Page extract =>
● ● ● ●

The Blank Roll
I ended one of my essays this spring with a sentence I meant completely: the first film goes in the camera next month. It did. This is what happened after.
In The Question of the Camera I argued that the choice of camera is an editorial decision before it is a technical one, and that the most considered work deserved the slowest, most deliberate tools I could bring to it. I said the archive would be shot on four systems. A Leica Q3 and a Fujifilm X-S20 for the documentary work, and two film cameras for the sittings that mattered most: a Bronica SQ-A in medium format, square and fully mechanical, and an Intrepid 4x5 for the portraits I imagined anchoring the permanent collection. I spent a full day learning the large format camera with Josh Redfearn, and another learning to develop and print at POST in Hove. I believed every word of the argument. I still think the argument is beautiful.
It was also wrong, and the field is where I found that out. The two film cameras are coming off the register. The archive will be shot on the Q3 and the X-S20, and that is the honest decision, arrived at the hard way. What follows is the working-out, because I think other documentary photographers are circling the same romance I was, and the romance is expensive in ways the gear forums do not tell you.

● ● ● ●

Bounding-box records
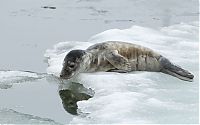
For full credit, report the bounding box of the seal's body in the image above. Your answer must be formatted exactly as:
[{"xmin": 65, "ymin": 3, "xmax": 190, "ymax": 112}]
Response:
[
  {"xmin": 60, "ymin": 41, "xmax": 194, "ymax": 81},
  {"xmin": 86, "ymin": 42, "xmax": 161, "ymax": 71}
]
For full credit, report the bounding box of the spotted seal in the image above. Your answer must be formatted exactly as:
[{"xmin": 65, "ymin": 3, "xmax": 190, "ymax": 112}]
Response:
[{"xmin": 60, "ymin": 41, "xmax": 194, "ymax": 81}]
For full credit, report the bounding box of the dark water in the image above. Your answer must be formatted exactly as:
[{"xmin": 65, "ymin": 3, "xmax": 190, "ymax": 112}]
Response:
[{"xmin": 0, "ymin": 0, "xmax": 199, "ymax": 123}]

● ● ● ●

Things to do =>
• A. Can you repeat the passage of the essay about giving up film cameras, from "It was also" up to and including "not tell you."?
• B. How does the essay about giving up film cameras go on? Write its next part, starting right after the final sentence shown.

Outputs by task =>
• A.
It was also wrong, and the field is where I found that out. The two film cameras are coming off the register. The archive will be shot on the Q3 and the X-S20, and that is the honest decision, arrived at the hard way. What follows is the working-out, because I think other documentary photographers are circling the same romance I was, and the romance is expensive in ways the gear forums do not tell you.

• B.
The focusing
The Bronica focuses on a ground glass you look down into from above. In a workshop, in the light you actually get rather than the light you wish you had, that glass is dim. You are hunting for the plane of sharpness on a small dark screen while the person in front of you holds a position they did not choose and cannot see the point of. With the Q3 the focus is found and confirmed before the subject has finished settling. With the Bronica it is a negotiation, and the subject is on the wrong side of it.
At Hart Silversmiths, David Hart is eighty-eight and has been at the bench seventy years. He held still with far more patience than I had earned while I rocked the focus back and forth on the ground glass and asked him, twice, to come back to where he had been. He did it kindly. That is the problem. The camera I had chosen to honour him with was the camera making me ask an old man to wait on my fumbling. The 4x5 is worse: the image on its screen is upside down and dimmer still, and you work under a dark cloth with your back to the room, which is precisely where a documentary photographer should never be. I had told myself the slowness was a kind of respect. In the room, the slowness was just me, fussing, while the subject's attention drained away.
And focus was only half of it. At the speeds the available light forced on me, the Bronica's shutter could not freeze a person at work. Michael Dennett is eighty-three and still comes in every day to work the masts at the boat-builder's yard. I photographed him running a sander down a long spar, and on the film the entire working half of him - the arms, the tool, the motion that was the whole reason to make the picture - smeared into nothing. The digital body, firing without ceremony, held the same action cold.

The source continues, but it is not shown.